## Task to carry out
Show every line of the data where the word "shorts" can be found.

## Given records
= Beginning of Section =

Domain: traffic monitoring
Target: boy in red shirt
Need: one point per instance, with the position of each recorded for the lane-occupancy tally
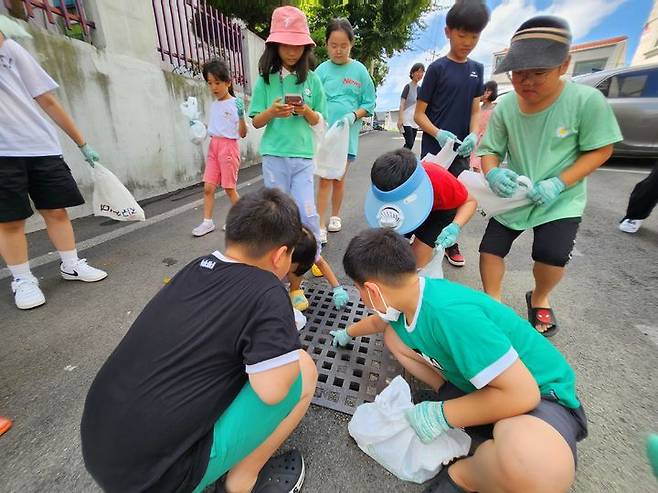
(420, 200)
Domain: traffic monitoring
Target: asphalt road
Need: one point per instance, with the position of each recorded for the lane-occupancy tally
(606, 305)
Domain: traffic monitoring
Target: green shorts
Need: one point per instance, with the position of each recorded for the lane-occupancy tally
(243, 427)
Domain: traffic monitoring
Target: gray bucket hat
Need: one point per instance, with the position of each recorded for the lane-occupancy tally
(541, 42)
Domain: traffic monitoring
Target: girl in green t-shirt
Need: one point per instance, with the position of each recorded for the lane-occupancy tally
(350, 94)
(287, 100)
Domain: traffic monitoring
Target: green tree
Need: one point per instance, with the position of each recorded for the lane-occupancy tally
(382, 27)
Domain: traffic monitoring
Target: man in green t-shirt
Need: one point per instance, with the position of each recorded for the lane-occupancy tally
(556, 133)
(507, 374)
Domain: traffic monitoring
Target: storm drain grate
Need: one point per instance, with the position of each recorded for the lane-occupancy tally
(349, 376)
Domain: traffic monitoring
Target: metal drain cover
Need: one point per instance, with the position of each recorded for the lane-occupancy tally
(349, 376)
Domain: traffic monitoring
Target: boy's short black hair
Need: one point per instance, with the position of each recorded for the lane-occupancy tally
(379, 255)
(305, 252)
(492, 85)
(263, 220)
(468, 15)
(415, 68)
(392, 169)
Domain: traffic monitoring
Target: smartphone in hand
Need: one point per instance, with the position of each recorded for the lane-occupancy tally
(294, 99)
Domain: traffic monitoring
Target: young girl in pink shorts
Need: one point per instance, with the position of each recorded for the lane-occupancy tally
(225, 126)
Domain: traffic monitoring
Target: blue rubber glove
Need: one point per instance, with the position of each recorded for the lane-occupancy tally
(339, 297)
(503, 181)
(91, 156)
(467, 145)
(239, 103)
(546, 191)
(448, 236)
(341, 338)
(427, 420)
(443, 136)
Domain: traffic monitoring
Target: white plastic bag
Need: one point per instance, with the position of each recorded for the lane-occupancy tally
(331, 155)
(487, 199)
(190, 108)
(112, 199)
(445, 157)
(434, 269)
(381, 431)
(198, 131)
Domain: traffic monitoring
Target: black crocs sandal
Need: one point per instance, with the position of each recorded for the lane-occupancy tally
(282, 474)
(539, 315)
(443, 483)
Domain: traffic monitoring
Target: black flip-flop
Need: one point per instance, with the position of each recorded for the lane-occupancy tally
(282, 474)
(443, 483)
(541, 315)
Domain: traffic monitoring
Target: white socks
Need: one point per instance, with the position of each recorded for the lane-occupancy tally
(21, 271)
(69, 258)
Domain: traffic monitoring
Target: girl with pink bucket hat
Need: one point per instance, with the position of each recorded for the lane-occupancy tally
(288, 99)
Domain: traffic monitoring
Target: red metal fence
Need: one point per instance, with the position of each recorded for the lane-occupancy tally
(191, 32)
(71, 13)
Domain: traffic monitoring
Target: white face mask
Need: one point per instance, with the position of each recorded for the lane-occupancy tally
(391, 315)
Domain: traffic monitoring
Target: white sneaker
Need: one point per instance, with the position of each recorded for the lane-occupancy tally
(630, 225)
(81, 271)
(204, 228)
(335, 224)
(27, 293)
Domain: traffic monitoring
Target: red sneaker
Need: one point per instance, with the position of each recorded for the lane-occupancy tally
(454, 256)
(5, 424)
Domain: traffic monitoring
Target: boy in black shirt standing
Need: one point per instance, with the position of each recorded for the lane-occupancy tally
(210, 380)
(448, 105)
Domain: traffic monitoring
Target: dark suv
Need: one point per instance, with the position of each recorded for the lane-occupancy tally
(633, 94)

= End of Section =
= Beginning of Section =

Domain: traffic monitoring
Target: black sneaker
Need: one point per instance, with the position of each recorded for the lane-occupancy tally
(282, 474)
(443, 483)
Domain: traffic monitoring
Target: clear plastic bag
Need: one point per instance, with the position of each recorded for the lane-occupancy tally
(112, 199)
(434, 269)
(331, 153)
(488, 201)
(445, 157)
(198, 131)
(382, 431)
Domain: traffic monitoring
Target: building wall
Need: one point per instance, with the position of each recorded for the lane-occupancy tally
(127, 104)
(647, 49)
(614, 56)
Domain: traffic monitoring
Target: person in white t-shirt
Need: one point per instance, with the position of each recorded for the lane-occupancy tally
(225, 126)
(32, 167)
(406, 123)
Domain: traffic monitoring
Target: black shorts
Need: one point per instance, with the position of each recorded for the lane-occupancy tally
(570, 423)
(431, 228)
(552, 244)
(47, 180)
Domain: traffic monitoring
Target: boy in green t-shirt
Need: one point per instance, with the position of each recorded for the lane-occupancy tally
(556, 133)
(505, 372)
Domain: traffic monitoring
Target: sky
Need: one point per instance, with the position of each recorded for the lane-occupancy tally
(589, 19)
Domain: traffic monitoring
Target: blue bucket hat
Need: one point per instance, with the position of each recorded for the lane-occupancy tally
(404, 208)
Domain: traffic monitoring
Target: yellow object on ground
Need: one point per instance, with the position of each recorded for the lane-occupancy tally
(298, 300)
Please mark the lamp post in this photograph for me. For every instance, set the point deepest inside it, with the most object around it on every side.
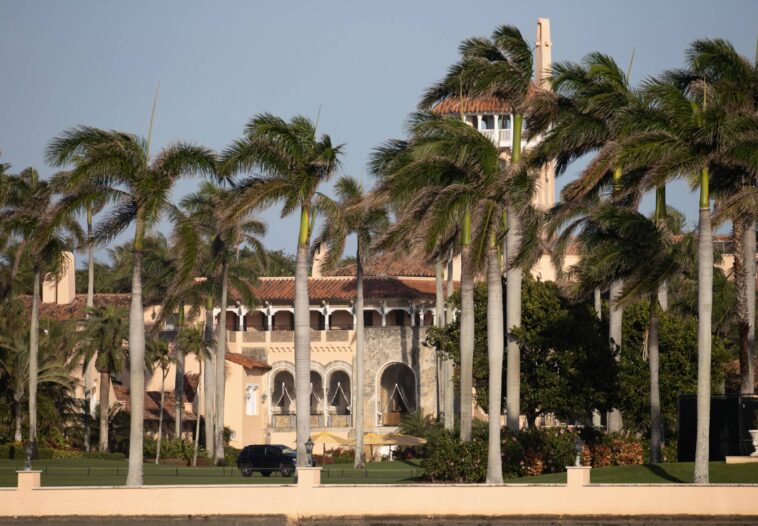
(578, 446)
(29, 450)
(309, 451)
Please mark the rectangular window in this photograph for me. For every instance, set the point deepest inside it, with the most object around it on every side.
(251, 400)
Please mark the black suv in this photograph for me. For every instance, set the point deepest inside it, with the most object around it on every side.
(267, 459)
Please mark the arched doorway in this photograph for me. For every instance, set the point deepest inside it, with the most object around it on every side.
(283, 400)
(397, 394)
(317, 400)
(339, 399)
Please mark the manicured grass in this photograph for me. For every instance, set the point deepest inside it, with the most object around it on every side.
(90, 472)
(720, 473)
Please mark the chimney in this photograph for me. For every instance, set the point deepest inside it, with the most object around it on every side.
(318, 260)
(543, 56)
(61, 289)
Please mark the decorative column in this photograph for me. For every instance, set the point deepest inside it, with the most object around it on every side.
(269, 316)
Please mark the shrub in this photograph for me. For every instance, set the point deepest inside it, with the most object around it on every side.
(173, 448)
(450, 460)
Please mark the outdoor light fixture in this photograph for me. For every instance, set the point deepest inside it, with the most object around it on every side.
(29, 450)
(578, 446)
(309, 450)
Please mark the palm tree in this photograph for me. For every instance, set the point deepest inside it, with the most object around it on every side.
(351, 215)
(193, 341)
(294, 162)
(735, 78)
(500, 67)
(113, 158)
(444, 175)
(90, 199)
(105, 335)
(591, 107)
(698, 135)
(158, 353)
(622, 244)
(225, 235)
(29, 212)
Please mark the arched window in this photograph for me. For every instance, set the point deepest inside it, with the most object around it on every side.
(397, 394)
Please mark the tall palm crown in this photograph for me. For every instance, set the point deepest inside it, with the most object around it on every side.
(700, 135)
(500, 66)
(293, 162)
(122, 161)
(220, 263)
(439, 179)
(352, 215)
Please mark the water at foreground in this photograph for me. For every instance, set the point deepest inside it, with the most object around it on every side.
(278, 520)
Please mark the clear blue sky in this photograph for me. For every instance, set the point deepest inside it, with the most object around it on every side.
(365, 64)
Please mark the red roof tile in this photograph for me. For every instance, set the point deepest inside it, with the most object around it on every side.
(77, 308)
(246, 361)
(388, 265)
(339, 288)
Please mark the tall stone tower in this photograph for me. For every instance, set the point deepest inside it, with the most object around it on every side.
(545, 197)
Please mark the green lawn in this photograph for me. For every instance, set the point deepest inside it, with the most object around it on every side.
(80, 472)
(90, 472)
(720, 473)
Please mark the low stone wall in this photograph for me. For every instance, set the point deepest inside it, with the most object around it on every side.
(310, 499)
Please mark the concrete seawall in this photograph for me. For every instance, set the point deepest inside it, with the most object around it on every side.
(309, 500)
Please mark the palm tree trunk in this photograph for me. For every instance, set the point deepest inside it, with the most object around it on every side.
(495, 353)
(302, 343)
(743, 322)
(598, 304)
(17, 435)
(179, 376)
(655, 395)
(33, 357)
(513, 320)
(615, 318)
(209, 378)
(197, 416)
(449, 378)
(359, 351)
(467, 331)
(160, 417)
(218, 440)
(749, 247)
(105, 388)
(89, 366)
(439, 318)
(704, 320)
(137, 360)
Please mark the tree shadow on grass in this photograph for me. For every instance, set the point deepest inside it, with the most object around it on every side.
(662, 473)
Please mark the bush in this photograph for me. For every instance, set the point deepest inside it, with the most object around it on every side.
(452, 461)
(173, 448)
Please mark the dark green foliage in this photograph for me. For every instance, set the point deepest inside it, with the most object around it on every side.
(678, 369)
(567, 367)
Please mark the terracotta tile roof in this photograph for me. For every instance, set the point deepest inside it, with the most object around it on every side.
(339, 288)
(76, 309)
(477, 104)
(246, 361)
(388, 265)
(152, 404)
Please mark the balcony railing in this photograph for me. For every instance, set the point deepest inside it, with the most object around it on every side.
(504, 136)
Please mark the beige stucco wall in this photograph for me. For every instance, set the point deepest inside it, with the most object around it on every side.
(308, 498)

= End of Section =

## Answer
Target: green shorts
Target: young girl in pink shorts
Target: black shorts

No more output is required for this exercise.